**Point annotation dataset records:**
——————
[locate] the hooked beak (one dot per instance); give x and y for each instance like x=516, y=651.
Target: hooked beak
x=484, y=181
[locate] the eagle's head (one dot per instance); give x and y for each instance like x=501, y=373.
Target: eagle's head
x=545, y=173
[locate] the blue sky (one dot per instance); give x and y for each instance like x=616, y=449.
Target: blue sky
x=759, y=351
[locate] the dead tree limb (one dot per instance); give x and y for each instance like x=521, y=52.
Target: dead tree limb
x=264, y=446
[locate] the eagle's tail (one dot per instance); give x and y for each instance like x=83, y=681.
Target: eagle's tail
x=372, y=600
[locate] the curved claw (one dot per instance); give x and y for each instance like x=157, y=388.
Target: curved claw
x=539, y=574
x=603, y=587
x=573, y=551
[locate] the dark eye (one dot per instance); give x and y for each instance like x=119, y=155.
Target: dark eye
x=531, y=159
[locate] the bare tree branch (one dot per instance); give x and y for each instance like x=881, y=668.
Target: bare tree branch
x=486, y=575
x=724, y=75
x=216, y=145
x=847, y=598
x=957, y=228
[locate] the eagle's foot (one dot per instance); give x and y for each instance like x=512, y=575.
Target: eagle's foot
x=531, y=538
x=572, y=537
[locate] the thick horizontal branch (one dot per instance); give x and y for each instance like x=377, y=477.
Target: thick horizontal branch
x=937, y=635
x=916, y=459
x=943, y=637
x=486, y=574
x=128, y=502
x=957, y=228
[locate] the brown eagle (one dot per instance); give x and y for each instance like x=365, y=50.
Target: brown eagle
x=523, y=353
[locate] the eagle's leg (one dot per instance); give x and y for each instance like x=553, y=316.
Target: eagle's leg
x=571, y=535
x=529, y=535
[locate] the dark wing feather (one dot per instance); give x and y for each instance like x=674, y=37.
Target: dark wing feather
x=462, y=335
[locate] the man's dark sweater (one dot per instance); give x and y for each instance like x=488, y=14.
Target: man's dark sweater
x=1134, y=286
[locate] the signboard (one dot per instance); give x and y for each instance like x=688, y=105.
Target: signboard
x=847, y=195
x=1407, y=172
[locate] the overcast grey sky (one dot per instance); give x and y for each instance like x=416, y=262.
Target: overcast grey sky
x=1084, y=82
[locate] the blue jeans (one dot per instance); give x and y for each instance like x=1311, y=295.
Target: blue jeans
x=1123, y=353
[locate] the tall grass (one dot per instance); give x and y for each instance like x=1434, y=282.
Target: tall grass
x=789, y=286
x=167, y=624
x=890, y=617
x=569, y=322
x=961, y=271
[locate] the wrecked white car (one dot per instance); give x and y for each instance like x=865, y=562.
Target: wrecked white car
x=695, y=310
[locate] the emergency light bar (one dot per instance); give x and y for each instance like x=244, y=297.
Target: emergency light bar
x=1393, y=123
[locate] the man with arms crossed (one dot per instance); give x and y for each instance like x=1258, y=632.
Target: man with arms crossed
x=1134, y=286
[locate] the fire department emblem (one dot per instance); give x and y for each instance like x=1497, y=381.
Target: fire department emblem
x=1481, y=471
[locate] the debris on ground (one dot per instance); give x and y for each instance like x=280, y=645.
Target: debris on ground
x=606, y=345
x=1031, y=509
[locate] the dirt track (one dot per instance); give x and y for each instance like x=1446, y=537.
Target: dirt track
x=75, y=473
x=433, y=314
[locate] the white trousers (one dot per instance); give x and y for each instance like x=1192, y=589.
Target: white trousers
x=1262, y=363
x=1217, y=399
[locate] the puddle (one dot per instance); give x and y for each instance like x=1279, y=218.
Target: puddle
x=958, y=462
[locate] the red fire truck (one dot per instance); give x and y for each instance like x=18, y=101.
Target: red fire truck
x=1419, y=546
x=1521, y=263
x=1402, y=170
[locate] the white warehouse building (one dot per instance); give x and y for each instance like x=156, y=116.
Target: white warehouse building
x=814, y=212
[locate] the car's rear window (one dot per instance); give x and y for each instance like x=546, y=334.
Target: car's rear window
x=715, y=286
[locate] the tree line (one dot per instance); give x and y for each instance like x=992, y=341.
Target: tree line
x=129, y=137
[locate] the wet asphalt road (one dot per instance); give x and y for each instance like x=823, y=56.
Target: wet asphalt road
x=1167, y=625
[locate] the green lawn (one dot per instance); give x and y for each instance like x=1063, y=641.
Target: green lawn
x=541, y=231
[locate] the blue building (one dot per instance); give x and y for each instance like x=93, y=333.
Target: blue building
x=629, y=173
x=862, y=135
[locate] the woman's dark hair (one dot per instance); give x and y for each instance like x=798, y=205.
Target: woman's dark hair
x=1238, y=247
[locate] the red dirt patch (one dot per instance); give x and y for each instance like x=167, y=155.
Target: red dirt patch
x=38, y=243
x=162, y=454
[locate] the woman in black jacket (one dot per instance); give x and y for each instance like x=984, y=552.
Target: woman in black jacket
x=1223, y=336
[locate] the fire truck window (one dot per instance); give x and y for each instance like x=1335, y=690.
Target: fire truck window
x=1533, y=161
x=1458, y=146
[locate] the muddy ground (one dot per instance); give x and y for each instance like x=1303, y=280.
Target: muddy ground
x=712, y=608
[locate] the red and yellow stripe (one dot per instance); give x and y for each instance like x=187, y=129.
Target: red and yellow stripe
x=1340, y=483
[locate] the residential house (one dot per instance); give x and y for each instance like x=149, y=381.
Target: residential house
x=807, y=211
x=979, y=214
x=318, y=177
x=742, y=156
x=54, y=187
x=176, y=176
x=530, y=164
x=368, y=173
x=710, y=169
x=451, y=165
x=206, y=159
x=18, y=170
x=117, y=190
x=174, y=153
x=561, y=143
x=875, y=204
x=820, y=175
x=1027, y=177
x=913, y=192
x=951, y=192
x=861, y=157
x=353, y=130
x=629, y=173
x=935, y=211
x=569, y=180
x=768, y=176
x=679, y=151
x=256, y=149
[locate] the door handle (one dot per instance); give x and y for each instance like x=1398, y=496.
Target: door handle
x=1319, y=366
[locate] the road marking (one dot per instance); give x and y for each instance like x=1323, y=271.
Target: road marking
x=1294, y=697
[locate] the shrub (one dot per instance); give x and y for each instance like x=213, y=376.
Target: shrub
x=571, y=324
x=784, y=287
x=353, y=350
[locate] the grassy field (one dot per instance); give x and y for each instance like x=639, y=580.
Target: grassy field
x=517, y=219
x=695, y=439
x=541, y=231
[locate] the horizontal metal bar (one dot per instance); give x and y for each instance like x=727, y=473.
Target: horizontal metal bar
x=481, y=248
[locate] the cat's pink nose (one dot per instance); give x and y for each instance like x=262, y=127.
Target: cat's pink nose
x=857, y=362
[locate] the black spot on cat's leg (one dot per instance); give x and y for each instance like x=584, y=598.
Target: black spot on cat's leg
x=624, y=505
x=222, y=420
——————
Rewrite all of the material above, replacing every occurrence of "one dot per instance" with "a single dot for each instance" and leaving everything else unchanged.

**TASK ANSWER:**
[locate] the hooked beak (a single dot for each instance); give x and y for each instance like x=516, y=651.
Target: hooked beak
x=484, y=181
[locate] the eagle's head (a single dot for each instance); give x and y for each instance like x=501, y=373.
Target: eagle's head
x=545, y=173
[locate] the blue sky (a single dot for each instance); give x and y for each instance like x=616, y=449.
Target: blue sky
x=759, y=351
[locate] the dead tree limb (a single dot for each instance); give x and y for each instance like x=521, y=52.
Target: dead tree limb
x=264, y=446
[locate] the eagle's tail (a single dot for each instance); give x and y for each instance like x=83, y=681.
Target: eagle's tail
x=372, y=600
[locate] the curved claw (a single dot for each instance); give x and y for each instance like x=157, y=388.
Target: curved claw
x=539, y=574
x=603, y=587
x=573, y=551
[locate] the dark eye (a single dot for each instance); give x and y for each instance like x=119, y=155.
Target: dark eye
x=531, y=159
[locate] the bare tree branch (a single dot for each instance); give x and y for each instance like x=881, y=668.
Target: bare tree branch
x=486, y=575
x=724, y=75
x=216, y=145
x=847, y=598
x=957, y=228
[locate] the eagle's foot (a single dot for each instance); give x and y for each instance like x=512, y=575.
Target: eagle's foot
x=531, y=538
x=572, y=537
[locate] the thick horizontal branch (a single dot for each instance); give x and y for each instance like x=377, y=477.
Target: thick horizontal branch
x=937, y=635
x=916, y=459
x=943, y=637
x=486, y=574
x=128, y=502
x=957, y=228
[locate] the brown eagle (a single dot for each instance); give x and y for each instance like x=365, y=50.
Target: brown eagle
x=523, y=353
[locate] the eagle's leg (a single dot for each instance); give x and y for each instance like x=553, y=316.
Target: eagle's leg
x=571, y=535
x=529, y=535
[locate] the dark wing feather (a single dot for each instance); give x and y for each instance like x=674, y=37.
Target: dark wing feather
x=462, y=335
[locate] the man's dark sweater (a single dot for each instance); give x and y for each instance like x=488, y=14.
Target: man's dark sweater
x=1134, y=286
[locate] the signboard (a single dot for each instance); give x and y for each instance like x=688, y=105.
Target: signboard
x=847, y=195
x=1407, y=172
[locate] the overcast grey sky (a single dot for each instance); give x and y for each instance like x=416, y=262.
Target: overcast grey sky
x=1084, y=82
[locate] the blue jeans (a single dot for each instance); give x and y for each instance like x=1311, y=295.
Target: blue jeans
x=1123, y=353
[locate] the tall grass (a single dot for each instance); give x and y for each instance like x=1434, y=282.
Target: tall grass
x=789, y=286
x=167, y=624
x=890, y=617
x=569, y=322
x=961, y=271
[locate] the wrecked white car (a single dot for each instance); give x and y for each instance like x=865, y=562.
Target: wrecked white car
x=695, y=310
[locate] the emergency light bar (a single dot for each instance); give x and y for each instance like x=244, y=297.
Target: emergency light bar
x=1393, y=123
[locate] the man with arms crossed (a single dot for each instance); give x and y for each instance like x=1258, y=632.
Target: man with arms crossed
x=1134, y=286
[locate] the fire department emblem (a single dot for each instance); give x and y for each instance like x=1497, y=381.
Target: fire department emblem
x=1481, y=471
[locate] the debris on ground (a single dot for each instance); give x and y for each instance like x=280, y=645.
Target: debris on ground
x=606, y=345
x=1031, y=509
[locate] the dirt track (a single dot for each instance); give x and y for each instance like x=1446, y=537.
Target: dirt track
x=75, y=473
x=433, y=314
[locate] the white trousers (a single dot for each instance); give x and y for each instance like x=1192, y=589.
Target: white trousers
x=1262, y=363
x=1217, y=399
[locate] the puddle (a single dot for each instance); give x and y for each instance like x=1279, y=218.
Target: puddle
x=958, y=462
[locate] the red fire truck (a single dot for each instance); give x and y for each instance like x=18, y=101.
Target: red fire truck
x=1419, y=546
x=1521, y=263
x=1402, y=170
[locate] the white warehouse building (a single dot for each instance); give x and y for each instance like x=156, y=116.
Target: white warehouse building
x=814, y=212
[locate] the car's rear window (a single dot for each instance); give x and y for each instance like x=546, y=334.
Target: car's rear window
x=715, y=286
[locate] the tree line (a single dot for each instance); give x and y for each instance like x=992, y=341.
Target: tree line
x=129, y=137
[locate] the wet asphalt road (a single dot for each instance); give x and y for each instance like x=823, y=56.
Target: wet asphalt road
x=1167, y=625
[locate] the green lawn (a single dot for each instance); give x and y for each instance like x=1063, y=641.
Target: green lawn
x=541, y=231
[locate] the blue building (a single dot for each instance); give x and y for each instance like x=93, y=333.
Target: blue building
x=629, y=173
x=862, y=135
[locate] the woman's dark hair (a single dot for each instance); give x and y for each instance like x=798, y=205.
Target: woman's dark hair
x=1238, y=247
[locate] the red dirt patch (a single dot for each instance); give x and y for each instance like x=167, y=155.
Target: red dirt patch
x=38, y=243
x=162, y=454
[locate] the woman in black jacket (a single dot for each instance); give x and y for each instance like x=984, y=552.
Target: woman in black jacket
x=1223, y=336
[locate] the fire truck window (a single dot for each instance); give x and y for each instance like x=1335, y=690.
Target: fire truck window
x=1533, y=161
x=1458, y=146
[locate] the muddy ground (a single dot for each instance); give x and y for each instance like x=1303, y=280.
Target: muddy ground
x=712, y=608
[locate] the red and yellow stripe (a single dot for each instance); give x and y for each instance like x=187, y=129.
Target: red and yellow stripe
x=1340, y=483
[locate] the residential house (a single dot for each instance); give x and y for each instance like x=149, y=381.
Target: residential house
x=807, y=211
x=979, y=214
x=318, y=177
x=742, y=156
x=54, y=187
x=176, y=176
x=530, y=164
x=368, y=173
x=710, y=169
x=451, y=165
x=206, y=159
x=18, y=170
x=117, y=190
x=174, y=153
x=561, y=143
x=875, y=204
x=820, y=175
x=1027, y=177
x=913, y=192
x=951, y=192
x=861, y=157
x=353, y=130
x=629, y=173
x=935, y=211
x=569, y=180
x=768, y=176
x=679, y=151
x=256, y=149
[locate] the door handle (a single dot for each instance); give x and y for each instance like x=1398, y=496.
Target: door handle
x=1319, y=366
[locate] the road marking (a single dot for each instance); give x and y for each instance like x=1323, y=271.
Target: road marking
x=1294, y=697
[locate] the shrub (a single dot for each instance); give x and y for each instance like x=213, y=376.
Target: shrub
x=571, y=324
x=784, y=287
x=353, y=350
[locate] the grassy field (a single dot for each instance); give x and y for each instance like x=639, y=580.
Target: grassy field
x=517, y=219
x=695, y=439
x=541, y=231
[locate] the horizontal metal bar (a single dot for each instance); give x and y for each instance like x=727, y=473.
Target: horizontal metal bar
x=481, y=248
[locate] the cat's pink nose (a single dot for each instance); give x and y for each instance like x=262, y=127.
Target: cat's pink nose
x=857, y=362
[locate] the black spot on cat's leg (a single dot for each instance); give x and y for each instance like x=584, y=598.
Target: black spot on cat's leg
x=624, y=505
x=222, y=420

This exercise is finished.